[Box-labeled dataset extracts]
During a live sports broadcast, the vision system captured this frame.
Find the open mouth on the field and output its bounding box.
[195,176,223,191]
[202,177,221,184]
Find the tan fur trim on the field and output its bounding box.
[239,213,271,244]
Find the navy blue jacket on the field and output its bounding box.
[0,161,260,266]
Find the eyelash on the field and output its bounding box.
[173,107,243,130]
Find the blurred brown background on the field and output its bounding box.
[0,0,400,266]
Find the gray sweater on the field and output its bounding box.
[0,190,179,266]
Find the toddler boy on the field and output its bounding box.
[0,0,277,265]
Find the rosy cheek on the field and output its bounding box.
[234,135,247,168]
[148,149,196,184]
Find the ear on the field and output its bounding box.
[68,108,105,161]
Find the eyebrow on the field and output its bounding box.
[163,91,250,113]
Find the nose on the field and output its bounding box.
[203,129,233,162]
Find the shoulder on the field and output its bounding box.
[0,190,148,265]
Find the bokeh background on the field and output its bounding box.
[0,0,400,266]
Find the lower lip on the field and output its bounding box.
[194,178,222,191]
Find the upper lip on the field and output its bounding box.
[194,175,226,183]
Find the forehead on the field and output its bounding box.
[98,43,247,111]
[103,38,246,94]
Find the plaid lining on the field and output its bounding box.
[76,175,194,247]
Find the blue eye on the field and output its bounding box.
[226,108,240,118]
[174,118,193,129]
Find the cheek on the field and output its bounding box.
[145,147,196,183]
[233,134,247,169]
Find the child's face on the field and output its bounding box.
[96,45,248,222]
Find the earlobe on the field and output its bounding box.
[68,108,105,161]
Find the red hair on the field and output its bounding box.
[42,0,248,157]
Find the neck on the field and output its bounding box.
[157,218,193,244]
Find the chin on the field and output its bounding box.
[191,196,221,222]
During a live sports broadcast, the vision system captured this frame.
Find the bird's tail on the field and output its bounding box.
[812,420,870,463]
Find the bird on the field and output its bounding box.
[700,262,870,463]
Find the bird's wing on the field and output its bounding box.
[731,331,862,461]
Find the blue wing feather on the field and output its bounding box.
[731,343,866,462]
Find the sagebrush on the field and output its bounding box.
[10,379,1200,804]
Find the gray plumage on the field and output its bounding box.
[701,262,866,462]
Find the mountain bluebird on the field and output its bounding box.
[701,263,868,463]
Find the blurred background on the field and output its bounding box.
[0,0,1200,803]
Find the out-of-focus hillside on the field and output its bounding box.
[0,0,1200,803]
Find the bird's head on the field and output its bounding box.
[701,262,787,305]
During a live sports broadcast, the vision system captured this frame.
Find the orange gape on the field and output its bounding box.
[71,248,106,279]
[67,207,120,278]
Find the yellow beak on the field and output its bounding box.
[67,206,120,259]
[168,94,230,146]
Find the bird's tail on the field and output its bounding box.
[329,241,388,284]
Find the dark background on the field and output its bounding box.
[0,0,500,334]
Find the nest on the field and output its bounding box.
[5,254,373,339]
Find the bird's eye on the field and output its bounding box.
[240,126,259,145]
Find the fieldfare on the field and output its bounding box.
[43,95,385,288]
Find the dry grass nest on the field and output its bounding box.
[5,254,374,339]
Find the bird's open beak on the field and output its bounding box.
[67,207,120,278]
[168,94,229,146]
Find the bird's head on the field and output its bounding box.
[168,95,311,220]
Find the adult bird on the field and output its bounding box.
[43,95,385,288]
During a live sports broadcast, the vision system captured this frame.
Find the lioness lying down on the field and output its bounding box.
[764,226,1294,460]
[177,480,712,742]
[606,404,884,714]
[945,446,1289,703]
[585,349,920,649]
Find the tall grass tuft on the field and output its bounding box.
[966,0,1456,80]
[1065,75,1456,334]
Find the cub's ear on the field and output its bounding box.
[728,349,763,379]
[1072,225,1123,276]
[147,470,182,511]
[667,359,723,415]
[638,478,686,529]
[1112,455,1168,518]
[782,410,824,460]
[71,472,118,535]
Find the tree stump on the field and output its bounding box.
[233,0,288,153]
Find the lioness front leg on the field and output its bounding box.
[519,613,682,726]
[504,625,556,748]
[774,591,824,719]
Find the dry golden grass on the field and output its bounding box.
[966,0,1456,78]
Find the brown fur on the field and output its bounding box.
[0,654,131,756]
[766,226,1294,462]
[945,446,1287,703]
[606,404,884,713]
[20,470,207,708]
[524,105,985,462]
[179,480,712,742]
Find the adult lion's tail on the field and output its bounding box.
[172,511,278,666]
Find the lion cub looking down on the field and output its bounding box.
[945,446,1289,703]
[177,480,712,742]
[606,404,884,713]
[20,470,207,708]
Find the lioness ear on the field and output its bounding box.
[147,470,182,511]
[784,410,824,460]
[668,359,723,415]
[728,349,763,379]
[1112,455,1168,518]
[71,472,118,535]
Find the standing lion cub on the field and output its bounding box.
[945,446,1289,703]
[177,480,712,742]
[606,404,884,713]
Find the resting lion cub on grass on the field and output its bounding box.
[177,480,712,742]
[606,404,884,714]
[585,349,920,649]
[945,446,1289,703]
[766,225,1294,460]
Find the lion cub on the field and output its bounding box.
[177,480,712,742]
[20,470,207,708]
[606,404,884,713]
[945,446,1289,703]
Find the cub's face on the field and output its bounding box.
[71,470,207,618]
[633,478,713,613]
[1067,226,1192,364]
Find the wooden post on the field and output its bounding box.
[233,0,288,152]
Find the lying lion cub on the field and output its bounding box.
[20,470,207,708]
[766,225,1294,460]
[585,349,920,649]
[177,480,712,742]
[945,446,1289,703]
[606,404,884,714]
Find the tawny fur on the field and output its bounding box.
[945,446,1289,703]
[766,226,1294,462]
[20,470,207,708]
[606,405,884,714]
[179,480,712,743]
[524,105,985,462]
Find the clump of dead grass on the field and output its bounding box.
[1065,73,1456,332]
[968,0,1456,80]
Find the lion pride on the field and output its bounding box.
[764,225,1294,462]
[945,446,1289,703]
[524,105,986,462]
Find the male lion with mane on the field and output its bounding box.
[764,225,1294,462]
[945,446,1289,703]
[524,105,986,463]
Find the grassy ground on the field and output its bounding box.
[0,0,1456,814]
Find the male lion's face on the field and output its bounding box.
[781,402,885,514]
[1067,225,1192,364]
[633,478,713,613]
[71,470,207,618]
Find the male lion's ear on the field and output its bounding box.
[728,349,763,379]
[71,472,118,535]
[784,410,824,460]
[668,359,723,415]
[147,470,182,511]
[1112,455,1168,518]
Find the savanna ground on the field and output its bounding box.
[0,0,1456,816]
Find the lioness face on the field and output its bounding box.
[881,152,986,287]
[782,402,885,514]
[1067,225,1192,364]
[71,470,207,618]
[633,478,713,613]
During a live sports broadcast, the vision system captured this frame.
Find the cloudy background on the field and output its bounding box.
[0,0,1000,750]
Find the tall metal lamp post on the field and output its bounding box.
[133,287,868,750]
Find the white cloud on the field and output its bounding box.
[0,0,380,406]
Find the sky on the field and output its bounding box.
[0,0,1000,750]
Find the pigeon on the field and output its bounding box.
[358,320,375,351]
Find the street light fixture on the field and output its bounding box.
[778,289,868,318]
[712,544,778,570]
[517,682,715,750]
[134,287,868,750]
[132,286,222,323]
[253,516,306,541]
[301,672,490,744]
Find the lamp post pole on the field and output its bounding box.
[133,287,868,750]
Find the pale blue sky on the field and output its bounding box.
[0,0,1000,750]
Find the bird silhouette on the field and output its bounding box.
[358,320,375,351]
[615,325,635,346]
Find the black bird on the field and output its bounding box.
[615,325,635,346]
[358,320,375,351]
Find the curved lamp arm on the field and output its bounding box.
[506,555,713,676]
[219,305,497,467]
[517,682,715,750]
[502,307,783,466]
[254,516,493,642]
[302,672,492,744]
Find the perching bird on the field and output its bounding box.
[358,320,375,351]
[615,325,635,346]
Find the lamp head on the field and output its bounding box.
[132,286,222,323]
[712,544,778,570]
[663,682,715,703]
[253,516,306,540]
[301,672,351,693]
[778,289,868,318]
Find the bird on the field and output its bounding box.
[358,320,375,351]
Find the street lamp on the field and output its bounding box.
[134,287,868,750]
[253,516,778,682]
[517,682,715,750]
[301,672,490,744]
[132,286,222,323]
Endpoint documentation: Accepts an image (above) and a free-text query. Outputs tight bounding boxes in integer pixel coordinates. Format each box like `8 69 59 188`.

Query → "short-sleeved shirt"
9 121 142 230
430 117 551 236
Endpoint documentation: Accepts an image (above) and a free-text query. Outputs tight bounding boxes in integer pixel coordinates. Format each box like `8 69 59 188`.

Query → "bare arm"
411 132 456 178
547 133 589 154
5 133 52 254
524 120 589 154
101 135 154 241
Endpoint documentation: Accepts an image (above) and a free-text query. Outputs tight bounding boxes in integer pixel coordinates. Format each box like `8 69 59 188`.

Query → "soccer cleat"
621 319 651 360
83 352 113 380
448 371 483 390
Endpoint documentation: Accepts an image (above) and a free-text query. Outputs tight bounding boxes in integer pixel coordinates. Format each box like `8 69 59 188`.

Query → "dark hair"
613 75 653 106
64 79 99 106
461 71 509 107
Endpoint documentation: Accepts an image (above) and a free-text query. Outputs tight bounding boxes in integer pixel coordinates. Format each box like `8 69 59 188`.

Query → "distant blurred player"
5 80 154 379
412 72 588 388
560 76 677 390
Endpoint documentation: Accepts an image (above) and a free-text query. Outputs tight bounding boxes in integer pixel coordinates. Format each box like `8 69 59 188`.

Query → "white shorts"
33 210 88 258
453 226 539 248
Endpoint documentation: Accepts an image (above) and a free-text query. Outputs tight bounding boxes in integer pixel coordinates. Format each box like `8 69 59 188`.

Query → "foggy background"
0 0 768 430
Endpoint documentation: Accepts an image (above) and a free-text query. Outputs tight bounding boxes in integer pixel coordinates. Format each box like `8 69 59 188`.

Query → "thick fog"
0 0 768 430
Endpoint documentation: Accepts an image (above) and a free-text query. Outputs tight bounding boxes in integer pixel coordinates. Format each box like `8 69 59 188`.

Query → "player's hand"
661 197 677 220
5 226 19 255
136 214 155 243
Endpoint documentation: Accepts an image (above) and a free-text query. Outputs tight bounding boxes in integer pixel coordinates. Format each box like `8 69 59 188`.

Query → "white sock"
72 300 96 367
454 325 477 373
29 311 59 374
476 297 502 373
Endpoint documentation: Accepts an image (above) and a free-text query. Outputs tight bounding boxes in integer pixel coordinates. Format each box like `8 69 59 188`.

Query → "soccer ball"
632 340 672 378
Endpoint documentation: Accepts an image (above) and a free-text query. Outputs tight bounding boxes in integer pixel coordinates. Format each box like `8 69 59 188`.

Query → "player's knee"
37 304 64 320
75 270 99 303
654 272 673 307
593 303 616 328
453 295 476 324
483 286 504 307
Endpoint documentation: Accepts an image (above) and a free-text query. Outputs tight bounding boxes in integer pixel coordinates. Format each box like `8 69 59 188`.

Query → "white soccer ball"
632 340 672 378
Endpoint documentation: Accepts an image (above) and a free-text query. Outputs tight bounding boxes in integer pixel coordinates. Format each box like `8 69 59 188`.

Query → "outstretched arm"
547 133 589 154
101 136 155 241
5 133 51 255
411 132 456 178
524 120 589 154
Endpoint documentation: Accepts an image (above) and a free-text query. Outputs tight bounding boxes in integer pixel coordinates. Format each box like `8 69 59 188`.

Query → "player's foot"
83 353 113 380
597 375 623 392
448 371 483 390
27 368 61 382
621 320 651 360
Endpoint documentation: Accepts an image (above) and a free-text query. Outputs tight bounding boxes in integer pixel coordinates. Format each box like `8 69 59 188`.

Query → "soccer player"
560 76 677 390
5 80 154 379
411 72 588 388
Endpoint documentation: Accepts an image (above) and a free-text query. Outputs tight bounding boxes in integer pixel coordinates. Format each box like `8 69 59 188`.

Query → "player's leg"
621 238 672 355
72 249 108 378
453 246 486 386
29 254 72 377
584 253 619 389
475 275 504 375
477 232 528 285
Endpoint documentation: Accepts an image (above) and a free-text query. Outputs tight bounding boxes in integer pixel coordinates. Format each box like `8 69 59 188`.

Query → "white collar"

→ Problem to work on
Update the lines between the one holding "Find the lion cub on" and the one holding "[233,0,288,152]", inclusive, putting "wooden pole" in place of "wooden post" and leaving everything else the same.

→ Result of the task
Find the lion cub on the field and output its bounding box.
[177,480,712,742]
[20,470,207,708]
[606,404,884,713]
[945,446,1289,703]
Find the cub's face on the field and output its bounding box.
[71,470,207,618]
[633,478,713,613]
[1067,226,1192,364]
Find the wooden pole on the field and output its bounding box.
[233,0,288,152]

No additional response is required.